Take every line of the material and reproduce it exactly.

=======

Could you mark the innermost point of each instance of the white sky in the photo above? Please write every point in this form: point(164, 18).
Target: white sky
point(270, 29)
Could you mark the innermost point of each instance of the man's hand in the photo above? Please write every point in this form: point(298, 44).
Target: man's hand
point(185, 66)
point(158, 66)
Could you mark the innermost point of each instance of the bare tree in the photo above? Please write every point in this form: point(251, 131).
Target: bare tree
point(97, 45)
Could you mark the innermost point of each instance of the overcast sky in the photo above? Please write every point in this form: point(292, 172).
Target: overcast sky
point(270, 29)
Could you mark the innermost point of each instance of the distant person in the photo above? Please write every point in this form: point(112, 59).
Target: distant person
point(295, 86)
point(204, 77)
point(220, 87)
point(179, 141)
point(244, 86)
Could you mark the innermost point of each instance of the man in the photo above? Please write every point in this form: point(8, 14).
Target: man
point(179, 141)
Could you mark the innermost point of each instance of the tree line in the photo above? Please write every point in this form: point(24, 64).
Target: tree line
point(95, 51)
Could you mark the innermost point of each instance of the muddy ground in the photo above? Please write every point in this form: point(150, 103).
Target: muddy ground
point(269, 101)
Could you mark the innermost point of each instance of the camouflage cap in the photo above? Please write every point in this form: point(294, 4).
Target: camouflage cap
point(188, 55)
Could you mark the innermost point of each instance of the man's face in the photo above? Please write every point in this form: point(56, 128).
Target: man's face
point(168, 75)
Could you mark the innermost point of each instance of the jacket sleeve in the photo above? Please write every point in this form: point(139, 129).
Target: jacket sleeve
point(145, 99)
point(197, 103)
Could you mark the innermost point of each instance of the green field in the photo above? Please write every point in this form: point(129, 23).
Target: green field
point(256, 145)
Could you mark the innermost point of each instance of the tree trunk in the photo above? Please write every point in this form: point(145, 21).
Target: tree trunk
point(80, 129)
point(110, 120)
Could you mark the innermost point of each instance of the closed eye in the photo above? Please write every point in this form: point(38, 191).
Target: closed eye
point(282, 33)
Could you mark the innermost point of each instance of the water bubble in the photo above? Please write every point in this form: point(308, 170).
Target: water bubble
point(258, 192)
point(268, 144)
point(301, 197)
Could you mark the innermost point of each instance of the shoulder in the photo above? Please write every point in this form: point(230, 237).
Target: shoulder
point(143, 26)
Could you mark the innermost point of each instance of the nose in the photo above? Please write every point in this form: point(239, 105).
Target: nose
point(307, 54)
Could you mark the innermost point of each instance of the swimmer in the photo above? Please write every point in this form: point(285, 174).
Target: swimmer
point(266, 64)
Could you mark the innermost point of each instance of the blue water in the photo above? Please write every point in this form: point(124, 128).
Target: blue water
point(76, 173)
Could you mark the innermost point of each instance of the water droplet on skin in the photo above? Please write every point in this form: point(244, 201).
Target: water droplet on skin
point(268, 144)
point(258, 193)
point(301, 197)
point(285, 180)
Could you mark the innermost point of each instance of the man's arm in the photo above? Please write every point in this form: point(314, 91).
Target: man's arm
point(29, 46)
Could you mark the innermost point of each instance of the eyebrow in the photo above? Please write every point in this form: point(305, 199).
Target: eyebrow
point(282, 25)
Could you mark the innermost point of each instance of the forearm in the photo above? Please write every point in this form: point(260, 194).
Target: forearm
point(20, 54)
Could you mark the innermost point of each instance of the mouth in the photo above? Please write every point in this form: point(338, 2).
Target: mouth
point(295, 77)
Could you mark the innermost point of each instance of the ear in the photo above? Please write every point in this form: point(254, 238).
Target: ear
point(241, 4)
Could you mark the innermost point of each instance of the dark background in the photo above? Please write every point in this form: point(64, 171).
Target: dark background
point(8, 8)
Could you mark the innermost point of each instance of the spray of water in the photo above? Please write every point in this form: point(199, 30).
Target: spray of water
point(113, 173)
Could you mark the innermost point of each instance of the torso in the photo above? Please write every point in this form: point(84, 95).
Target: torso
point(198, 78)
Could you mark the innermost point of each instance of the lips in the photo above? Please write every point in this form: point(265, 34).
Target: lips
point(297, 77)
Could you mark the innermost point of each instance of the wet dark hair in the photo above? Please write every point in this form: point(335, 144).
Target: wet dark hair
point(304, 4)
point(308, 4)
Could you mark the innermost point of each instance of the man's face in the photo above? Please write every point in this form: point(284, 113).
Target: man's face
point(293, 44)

=======

REPLY:
Could you mark the innermost point of each instance of the white sky in the photo above? Please write every point in this form: point(164, 18).
Target: white sky
point(270, 29)
Could you mark the innermost point of each instance of the man's hand in the photo above? Please write every point in this form: point(298, 44).
Target: man's hand
point(185, 66)
point(158, 66)
Could you mark the innermost point of each instance of the bare tree in the photo above? Please write every point in this form: point(251, 131).
Target: bare tree
point(97, 45)
Could you mark the innermost point of each instance of the overcast sky in the photo above? Please write every point in this form: point(292, 172).
Target: overcast sky
point(270, 29)
Could you mark the innermost point of each instance of the distant person in the photo above? Please write every point in this form: point(112, 59).
Target: distant person
point(295, 86)
point(204, 77)
point(220, 87)
point(179, 141)
point(244, 86)
Could you mark the innermost point of each instance of the man in the photo above? Please write every point in this form: point(8, 14).
Target: man
point(179, 141)
Could you mark the innermost point of each instance of the tree line in the photo above? Please write every point in this form: point(24, 64).
Target: tree line
point(95, 51)
Could you mark the innermost point of each instance of the muddy ground in the photo above? Please write every point in this form: point(150, 103).
Target: muddy ground
point(269, 101)
Could you mark the innermost point of each instance of the camouflage cap in the photo above? Please write every point in this form: point(294, 4).
Target: camouflage cap
point(188, 55)
Could you mark the innermost point of each instance of the man's face in the photo above? Please write every point in this form: point(56, 128).
Target: man's face
point(168, 75)
Could you mark the innermost point of each instance of the jacket sleeve in the photo above? Please write every point in this form: point(139, 129).
Target: jacket sleeve
point(145, 99)
point(197, 103)
Could you mark the innermost point of each instance of the green field in the photo above? Please write every point in this form: point(129, 23).
Target: green field
point(256, 145)
Could you mark the innermost point of each instance of the tree trunk in the photo above? Please write every point in this form: point(145, 21).
Target: tree trunk
point(80, 129)
point(110, 120)
Could you mark the innermost point of each instance of the closed eye in the photo above? Please write every point in this form: point(38, 191).
Target: closed eye
point(282, 33)
Could you mark the innermost point of each instance of the water bubble in the photo above? Please write every point in this form: point(308, 170).
Target: water bubble
point(258, 192)
point(268, 144)
point(301, 197)
Could you mark the innermost point of each instance of the shoulder in the photo above? Please write every point in this form: point(230, 237).
Target: shoulder
point(143, 26)
Could you mark the innermost point of each instance of the nose in the photo above? Please write every point in this form: point(239, 105).
Target: nose
point(307, 54)
Could you mark the innermost point of each instance of the swimmer in the photo above? Please write every point in this form: point(285, 174).
Target: swimmer
point(266, 64)
Could you mark the innermost point of each instance of the blue water in the photo above? Please write every point in this form: point(124, 128).
Target: blue water
point(76, 173)
Could you mark the innermost point of each instance of the water droplet on skin in the photo above? Please write every point in this form: point(244, 201).
Target: water droplet on skin
point(268, 144)
point(258, 193)
point(301, 197)
point(285, 180)
Could you mark the innermost point of each instance of the man's arm in the photo above? Please write every point in this form: point(314, 91).
Target: man's arm
point(29, 46)
Could you mark the innermost point of each instance of the eyebrow in the photo above? Please write every point in this form: point(305, 199).
Target: eyebrow
point(282, 25)
Could you mark the innermost point of each instance of the forearm in the photo above? Please write every point in this form: point(260, 194).
Target: forearm
point(20, 54)
Could you mark the innermost point of each instance of the mouth in the photo above? Please write every point in this form: point(338, 2).
Target: mouth
point(295, 77)
Could you mark the innermost point of each instance of the ear in the photo above? Please write every point in this form: point(254, 238).
Target: ear
point(241, 4)
Could you mark the innermost point of each instance of the dark background in the photo above? Please write every point in this form: point(64, 171).
Target: dark background
point(8, 8)
Could you mark the innermost point of each instance of the spray of water in the photo above? Please write every point in this form: point(199, 30).
Target: spray of water
point(113, 173)
Could you mark the innermost point of each instance of the torso in the photo above? Please write every point in this form: point(84, 95).
Target: torso
point(198, 78)
Could you mark the innermost point of each instance of the lips in the photo above? Please write every point in this form: point(265, 34).
Target: lips
point(297, 77)
Could you mark the innermost point of each instance of the wet dark hair in the photo above? Please write every point in this form: point(335, 144).
Target: wet dark hair
point(304, 4)
point(308, 4)
Could you mark the innermost point of each instance of the man's face in the photo above? Please write every point in this form: point(284, 113).
Target: man's face
point(293, 44)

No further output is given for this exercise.